* **DOCUMENT TEXT**:
--- --- ---

The best clue for my purposes is in angelicism01’s Substack post “Somebody Please Columbine The Entire The Cut Editorial Staff”—a picture of a tweet from a now-deleted angelicism clone account from June 6, 2021 that says: “The Great VIBE SHIFT, 1-5 June 2021. Where were you?” That’s the evidence for why the angelicists are the real vibe shifters, and Monahan just a vibe grifter. The angelicism clone used the term just days before Monahan’s Substack post, and they have the receipts! As for what actually happened on June 1–5, that’s still as obscure as when I started asking. Recently I saw Dean Kissick post something about how his birthday falls right around this time, so I vaguely suspect that the whole thing had to do with making some esoteric mythology around his birthday party, with the vibe shift being the ritual of his coronation as the downtown scene king and the ambassador for the angelicist movement in New York City. I hope that’s what it is, for there to at least be something concrete and IRL and fun and not just vague internet art-theory mumbojumbo, for there to be a real story. But whatever the story was, none of the angelicists wanted to tell it, so I realized that the true meaning of the June 1–5 thing was to claim that the morsels of clout from the vibe shift concept are rightfully theirs.

--- --- ---

* **DATASET SECTION**:

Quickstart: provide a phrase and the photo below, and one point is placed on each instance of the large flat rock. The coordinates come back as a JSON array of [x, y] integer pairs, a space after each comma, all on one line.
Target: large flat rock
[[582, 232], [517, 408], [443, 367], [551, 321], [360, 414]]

--- --- ---

In the passage about the vibe shift, what did the tweet from the now-deleted angelicism clone account say?

* **TASK ANSWER**:
"The Great VIBE SHIFT, 1-5 June 2021. Where were you?"